- _Text passage_
____

Truth in Accounting released an update on their “State of the States” report, and also their “Financial State of the Cities.”

Illinois ranked 48th in the report with a per-taxpayer debt burden of more than $41,000. Chicago also fared poorly, ranking near the bottom of U.S. cities for taxpayer burden. The taxpayer burden is calculated by the total debt of a state or local government by the number of taxpayers within that state of municipality.

Truth in Accounting CEO Sheila Weinberg said the pandemic showed how Illinois state government uses smoke and mirrors when reporting budget numbers.

“Their credit was so bad that they couldn’t go to the bond market to borrow money when they needed it so the federal reserve actually opened up a special borrowing facility for them and they borrowed $3.2 billion, and the governor still claimed that he balanced the budget,” Weinberg said.

Illinois has been adding to its Rainy Day Fund, reaching $2 billion last year, but Weinberg said it can be misleading.

“I think a lot of times they promote those rainy day funds that have all this extra cash,” said Weinberg. “For example, California has a big rainy day fund, but they have $250 billion of debt.”

The report noted that 28 states, including Illinois, didn’t have enough money to pay their bills in 2022 with a combined $938 billion of debt.

In the newly released “Cities” report, 53 cities didn’t have enough money to pay their bills.

Pension debt totaled $175.9 billion for cities nationwide, and other post-employment benefits, mainly retiree health care, totaled $135.2 billion.

Weinberg stated, “Our findings show that these cities are facing significant financial challenges, and it is crucial for taxpayers to be aware of the true state of their city’s finances.”

The top three cities with a taxpayer surplus were Washington D.C., Irvine, California and Plano, Texas. The bottom three cities for taxpayer burden were New York City, Chicago and Honolulu.

____

- _Dataset extract_
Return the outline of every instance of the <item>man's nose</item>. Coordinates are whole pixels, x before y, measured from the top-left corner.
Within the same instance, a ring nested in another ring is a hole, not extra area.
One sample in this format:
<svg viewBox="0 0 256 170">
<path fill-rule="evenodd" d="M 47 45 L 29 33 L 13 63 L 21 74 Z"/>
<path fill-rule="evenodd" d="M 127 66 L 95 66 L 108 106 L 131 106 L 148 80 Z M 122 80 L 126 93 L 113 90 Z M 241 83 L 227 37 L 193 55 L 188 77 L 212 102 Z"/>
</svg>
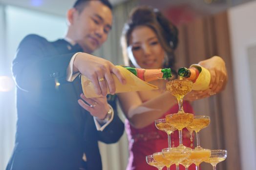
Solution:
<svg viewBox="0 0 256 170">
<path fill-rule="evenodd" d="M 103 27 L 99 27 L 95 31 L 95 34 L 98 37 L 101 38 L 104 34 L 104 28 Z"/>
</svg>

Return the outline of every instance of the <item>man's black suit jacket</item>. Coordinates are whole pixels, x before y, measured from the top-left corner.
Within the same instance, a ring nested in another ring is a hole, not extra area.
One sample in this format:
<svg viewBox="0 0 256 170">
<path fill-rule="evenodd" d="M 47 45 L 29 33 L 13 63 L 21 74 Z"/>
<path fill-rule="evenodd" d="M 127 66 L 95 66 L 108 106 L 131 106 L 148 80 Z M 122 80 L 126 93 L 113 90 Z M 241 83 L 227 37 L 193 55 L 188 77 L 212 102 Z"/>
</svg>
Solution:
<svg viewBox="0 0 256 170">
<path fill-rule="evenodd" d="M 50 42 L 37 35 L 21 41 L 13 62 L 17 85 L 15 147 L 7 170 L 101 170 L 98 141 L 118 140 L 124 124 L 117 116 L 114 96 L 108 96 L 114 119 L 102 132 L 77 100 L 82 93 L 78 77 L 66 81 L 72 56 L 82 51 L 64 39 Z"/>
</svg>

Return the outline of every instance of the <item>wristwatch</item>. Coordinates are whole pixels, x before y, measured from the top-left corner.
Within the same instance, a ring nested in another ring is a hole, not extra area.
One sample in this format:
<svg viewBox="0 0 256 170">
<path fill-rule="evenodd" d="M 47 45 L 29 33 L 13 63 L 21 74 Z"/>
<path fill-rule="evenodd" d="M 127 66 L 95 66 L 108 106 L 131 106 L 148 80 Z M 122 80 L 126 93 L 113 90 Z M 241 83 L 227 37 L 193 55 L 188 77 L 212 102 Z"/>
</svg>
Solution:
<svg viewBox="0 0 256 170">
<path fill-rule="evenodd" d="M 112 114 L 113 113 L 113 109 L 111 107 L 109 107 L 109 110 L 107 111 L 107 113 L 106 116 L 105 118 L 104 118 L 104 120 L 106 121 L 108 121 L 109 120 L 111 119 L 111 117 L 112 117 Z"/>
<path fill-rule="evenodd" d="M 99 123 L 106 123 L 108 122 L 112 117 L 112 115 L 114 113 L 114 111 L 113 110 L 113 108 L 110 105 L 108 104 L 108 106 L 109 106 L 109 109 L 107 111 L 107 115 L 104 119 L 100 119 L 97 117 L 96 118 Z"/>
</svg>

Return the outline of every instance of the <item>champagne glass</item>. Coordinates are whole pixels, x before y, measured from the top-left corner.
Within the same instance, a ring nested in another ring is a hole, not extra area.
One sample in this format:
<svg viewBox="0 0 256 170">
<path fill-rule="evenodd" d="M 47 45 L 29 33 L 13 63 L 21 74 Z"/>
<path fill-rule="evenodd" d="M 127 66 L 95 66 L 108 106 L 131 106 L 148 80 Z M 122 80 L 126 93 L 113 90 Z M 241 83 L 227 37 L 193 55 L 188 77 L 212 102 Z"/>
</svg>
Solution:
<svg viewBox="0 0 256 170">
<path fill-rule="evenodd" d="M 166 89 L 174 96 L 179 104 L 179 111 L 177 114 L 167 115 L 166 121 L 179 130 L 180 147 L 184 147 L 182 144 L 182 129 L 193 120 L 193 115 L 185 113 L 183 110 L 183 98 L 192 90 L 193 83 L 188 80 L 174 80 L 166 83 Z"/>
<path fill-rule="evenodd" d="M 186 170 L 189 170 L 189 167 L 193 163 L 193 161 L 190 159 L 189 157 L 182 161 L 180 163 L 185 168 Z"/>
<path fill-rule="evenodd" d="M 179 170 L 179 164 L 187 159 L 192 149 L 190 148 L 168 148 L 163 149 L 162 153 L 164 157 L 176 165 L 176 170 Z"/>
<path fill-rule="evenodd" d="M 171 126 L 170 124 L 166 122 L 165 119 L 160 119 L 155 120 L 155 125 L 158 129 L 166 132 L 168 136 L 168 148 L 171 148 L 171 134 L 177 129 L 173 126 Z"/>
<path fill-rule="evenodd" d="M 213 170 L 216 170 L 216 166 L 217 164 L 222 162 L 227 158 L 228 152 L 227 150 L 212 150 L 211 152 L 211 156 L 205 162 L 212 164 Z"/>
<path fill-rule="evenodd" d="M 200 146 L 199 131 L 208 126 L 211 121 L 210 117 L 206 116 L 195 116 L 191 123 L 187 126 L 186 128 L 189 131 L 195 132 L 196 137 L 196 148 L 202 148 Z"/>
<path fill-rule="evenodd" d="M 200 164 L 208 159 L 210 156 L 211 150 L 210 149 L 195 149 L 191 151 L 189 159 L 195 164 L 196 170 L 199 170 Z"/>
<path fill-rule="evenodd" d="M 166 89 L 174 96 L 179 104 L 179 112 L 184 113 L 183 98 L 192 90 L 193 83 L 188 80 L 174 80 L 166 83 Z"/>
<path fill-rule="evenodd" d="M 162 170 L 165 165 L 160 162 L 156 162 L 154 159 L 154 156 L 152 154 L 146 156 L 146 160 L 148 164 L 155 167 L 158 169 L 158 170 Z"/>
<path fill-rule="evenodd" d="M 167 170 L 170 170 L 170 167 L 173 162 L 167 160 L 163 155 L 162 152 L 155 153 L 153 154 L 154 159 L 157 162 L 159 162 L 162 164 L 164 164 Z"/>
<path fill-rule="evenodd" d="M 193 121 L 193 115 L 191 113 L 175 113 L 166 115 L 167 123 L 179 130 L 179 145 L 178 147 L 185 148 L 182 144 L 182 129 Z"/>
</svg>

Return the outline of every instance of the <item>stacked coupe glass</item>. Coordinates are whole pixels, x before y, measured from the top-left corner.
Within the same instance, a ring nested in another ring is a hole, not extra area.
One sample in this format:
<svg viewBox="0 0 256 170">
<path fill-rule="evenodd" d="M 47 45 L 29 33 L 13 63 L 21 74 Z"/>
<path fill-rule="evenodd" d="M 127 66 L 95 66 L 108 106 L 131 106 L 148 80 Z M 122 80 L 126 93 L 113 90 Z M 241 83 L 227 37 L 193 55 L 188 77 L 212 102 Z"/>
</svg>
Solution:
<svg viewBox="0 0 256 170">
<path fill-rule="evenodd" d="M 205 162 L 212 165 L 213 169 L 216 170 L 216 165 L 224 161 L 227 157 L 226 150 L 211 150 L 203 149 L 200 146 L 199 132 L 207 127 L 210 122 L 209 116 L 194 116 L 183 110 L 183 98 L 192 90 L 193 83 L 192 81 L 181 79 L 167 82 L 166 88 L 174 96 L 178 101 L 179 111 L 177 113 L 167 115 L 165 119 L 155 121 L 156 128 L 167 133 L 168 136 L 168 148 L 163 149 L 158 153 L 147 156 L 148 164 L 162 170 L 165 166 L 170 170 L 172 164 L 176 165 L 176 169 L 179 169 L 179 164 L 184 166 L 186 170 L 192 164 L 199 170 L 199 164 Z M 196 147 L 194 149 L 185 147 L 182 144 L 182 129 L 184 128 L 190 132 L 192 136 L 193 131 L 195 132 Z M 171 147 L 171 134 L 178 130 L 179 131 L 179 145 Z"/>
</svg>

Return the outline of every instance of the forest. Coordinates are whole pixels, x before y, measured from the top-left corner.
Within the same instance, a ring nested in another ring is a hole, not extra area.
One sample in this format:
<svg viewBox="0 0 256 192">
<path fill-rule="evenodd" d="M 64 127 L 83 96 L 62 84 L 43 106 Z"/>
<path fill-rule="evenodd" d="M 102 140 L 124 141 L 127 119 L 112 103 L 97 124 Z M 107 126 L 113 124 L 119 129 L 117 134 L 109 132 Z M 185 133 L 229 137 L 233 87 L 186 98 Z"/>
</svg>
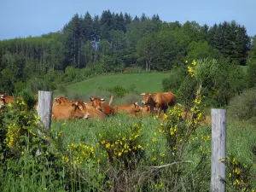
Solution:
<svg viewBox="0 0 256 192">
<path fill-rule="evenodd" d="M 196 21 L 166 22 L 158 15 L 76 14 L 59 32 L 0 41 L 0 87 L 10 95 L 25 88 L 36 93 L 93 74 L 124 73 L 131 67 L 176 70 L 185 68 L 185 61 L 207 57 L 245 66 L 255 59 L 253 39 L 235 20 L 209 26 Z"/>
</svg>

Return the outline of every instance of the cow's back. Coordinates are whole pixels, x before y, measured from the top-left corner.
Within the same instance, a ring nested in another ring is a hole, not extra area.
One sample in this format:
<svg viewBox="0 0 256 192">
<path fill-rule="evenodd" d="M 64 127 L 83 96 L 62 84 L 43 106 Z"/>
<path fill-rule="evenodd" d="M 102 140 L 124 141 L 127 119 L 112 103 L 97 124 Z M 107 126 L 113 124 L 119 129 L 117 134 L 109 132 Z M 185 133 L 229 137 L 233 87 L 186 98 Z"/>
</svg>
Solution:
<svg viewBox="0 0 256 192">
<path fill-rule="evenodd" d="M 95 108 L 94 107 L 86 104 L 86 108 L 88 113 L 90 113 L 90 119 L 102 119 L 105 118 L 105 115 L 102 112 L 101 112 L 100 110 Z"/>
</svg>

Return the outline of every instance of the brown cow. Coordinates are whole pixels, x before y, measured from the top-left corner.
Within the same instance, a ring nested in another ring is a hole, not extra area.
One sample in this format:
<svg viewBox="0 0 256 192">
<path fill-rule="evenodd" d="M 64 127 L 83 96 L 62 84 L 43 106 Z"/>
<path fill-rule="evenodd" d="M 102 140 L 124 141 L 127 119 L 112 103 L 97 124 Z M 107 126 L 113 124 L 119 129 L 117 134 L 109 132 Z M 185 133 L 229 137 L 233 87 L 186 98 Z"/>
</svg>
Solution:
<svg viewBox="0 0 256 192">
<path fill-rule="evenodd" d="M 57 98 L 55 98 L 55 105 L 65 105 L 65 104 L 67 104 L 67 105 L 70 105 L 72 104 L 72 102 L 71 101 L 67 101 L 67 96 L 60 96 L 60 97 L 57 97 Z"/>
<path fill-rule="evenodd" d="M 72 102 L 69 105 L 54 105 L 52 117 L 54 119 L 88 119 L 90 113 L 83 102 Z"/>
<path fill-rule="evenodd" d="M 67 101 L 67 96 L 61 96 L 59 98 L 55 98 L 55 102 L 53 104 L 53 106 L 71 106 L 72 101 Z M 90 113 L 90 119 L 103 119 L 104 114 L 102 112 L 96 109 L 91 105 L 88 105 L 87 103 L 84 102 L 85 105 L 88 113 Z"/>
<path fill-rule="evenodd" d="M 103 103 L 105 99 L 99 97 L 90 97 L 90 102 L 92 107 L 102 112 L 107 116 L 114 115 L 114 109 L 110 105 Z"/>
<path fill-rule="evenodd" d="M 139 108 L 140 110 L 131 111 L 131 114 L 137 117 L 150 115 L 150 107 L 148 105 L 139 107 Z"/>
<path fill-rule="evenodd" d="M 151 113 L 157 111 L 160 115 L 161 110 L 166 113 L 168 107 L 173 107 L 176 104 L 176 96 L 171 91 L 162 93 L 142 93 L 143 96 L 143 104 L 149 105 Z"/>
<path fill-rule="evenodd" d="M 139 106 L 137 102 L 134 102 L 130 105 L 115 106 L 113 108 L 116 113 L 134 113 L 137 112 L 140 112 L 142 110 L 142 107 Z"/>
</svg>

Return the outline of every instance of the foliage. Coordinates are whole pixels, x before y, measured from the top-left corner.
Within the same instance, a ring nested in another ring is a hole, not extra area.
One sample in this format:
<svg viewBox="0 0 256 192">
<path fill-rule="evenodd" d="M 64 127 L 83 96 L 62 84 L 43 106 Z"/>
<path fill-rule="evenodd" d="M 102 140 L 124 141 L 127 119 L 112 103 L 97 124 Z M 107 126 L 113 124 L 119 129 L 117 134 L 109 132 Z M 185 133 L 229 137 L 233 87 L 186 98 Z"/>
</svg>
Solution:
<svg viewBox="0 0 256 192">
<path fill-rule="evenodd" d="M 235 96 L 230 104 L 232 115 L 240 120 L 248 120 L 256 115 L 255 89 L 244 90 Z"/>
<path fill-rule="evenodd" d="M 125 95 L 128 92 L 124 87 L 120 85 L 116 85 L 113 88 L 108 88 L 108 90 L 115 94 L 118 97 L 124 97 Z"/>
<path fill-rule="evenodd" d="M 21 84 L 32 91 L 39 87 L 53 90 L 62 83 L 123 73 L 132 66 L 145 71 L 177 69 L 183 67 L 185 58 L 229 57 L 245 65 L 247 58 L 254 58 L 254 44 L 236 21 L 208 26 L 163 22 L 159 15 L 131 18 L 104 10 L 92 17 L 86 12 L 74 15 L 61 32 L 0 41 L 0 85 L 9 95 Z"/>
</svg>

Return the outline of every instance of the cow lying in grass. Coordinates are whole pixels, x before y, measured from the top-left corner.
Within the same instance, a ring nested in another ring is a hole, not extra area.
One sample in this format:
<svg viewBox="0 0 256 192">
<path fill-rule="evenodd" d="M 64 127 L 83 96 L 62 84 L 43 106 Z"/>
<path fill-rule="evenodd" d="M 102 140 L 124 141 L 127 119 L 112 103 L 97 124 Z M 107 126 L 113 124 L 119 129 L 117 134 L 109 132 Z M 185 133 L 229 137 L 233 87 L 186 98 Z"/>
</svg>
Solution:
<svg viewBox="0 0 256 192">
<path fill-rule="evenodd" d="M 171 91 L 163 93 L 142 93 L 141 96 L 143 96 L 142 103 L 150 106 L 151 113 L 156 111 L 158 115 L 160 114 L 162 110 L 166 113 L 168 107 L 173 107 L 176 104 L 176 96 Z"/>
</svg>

____

- _Activity_
Repeat the passage of the article on state and city debt word for word, starting with "Truth in Accounting released" and going on through "state of municipality.".

- _Output_
Truth in Accounting released an update on their “State of the States” report, and also their “Financial State of the Cities.”

Illinois ranked 48th in the report with a per-taxpayer debt burden of more than $41,000. Chicago also fared poorly, ranking near the bottom of U.S. cities for taxpayer burden. The taxpayer burden is calculated by the total debt of a state or local government by the number of taxpayers within that state of municipality.